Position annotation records
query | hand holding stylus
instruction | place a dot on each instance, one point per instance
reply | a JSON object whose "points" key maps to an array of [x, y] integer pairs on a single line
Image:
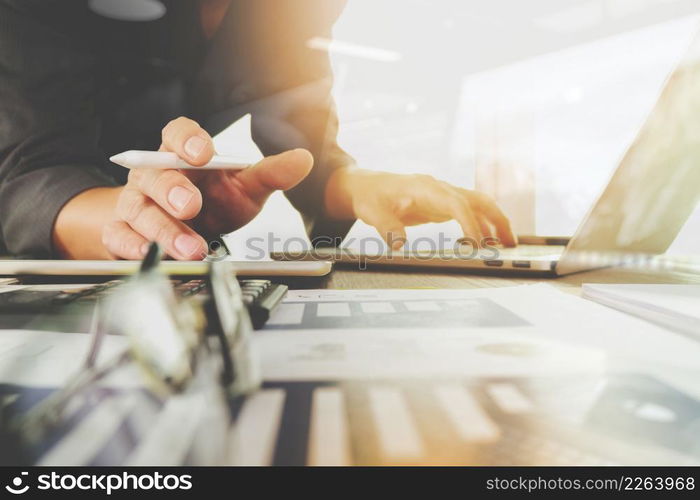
{"points": [[178, 208]]}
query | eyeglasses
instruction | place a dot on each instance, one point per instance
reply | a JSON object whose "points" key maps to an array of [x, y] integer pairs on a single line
{"points": [[168, 339]]}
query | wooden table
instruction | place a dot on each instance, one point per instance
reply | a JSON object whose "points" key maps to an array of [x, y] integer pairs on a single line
{"points": [[345, 278]]}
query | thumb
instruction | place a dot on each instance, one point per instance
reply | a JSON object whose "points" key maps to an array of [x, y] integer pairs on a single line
{"points": [[278, 172], [392, 231]]}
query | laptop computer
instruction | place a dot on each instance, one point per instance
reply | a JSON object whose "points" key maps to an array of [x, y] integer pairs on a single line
{"points": [[651, 194]]}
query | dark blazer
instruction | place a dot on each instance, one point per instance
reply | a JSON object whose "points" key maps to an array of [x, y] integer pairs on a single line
{"points": [[77, 87]]}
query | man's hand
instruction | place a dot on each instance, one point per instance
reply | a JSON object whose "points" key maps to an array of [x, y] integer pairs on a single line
{"points": [[390, 202], [177, 209]]}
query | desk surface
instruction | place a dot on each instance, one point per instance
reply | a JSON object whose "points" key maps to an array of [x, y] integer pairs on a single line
{"points": [[348, 279]]}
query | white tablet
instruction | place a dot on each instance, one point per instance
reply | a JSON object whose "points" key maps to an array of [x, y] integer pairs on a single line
{"points": [[170, 267]]}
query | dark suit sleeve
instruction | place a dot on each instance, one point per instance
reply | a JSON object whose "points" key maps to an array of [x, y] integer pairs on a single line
{"points": [[263, 53], [48, 127]]}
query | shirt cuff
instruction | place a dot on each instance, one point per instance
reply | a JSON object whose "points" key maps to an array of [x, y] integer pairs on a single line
{"points": [[30, 203]]}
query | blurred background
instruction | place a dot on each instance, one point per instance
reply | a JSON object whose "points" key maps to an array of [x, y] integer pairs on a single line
{"points": [[531, 101]]}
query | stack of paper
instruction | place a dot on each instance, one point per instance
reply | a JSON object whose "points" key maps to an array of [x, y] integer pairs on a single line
{"points": [[674, 306]]}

REQUIRED TASK: Copy all of the records above word for word, leaving out the picture.

ANSWER TO THE TASK:
query | hand holding stylus
instruction | place a dot on each instance, one point per instance
reply | a JSON object whose "points" key maps to an array of [x, y] integer pairs on a single line
Image:
{"points": [[178, 208]]}
query | eyeglasses
instruction | place a dot on each instance, one point per instance
reply | a JSON object whose "points" key maps to an array of [x, y] integer pairs on a single line
{"points": [[168, 339]]}
query | wooden table
instruction | place a dot on each instance, one point per instance
reply | a JSON object whose "points" key maps to an array of [x, y] integer pairs on a single line
{"points": [[345, 278]]}
query | thumb
instruction | place a dot on each instance, one point per instance
reply | a JSON object whose "points" key maps to an array of [x, y] integer pairs on a single line
{"points": [[278, 172], [392, 231]]}
query | laptop computer
instruction | place a dot on each instance, one point per instance
reply | a JSON object whose "points" key maps to an array of [x, y] integer pairs on a single line
{"points": [[651, 194]]}
query | dark blazer
instruction | place a dot on each instance, one point per instance
reply | a JSON object whose "points" key maps to an array of [x, y] integer pairs on a single line
{"points": [[77, 87]]}
query | man's hand
instruction | place a dot on each instance, one point per instance
reply | a JSON object whose "points" key maps to an array of [x, y] integer pairs on a single line
{"points": [[390, 202], [177, 209]]}
query | desk surface
instruction | place a dot on each instance, one point per instance
reply | a JSON object whose "points" key maps to an array of [x, y] integer pairs on a single line
{"points": [[348, 279]]}
query | white tablet
instruction | place a dot on each instance, one point per instance
reply | a JSON object whose "points" key maps to an array of [x, y] integer pairs on a single line
{"points": [[170, 267]]}
query | dark suit sleeve
instruction | place a dot on each instance, one point per instance
reply | a JSON object whose "points" key maps to an array of [x, y] integer pairs on a single line
{"points": [[263, 53], [48, 127]]}
query | shirt cuff
instruction | place a dot on each instance, one point per instance
reply | a JSON object whose "points" key maps to an array of [x, y] integer pairs on a single line
{"points": [[30, 203]]}
query | blurred background
instruction | place a dot on each instance, one point per instance
reply | a JSON object whose "points" key maps to an array of [x, y] integer pairs on a single line
{"points": [[531, 101]]}
query | stack of paper
instruction | place a dot on each instance, one point per instance
reply | a JSON object whose "points" key maps to an array of [x, y] integer pairs on a single line
{"points": [[674, 306]]}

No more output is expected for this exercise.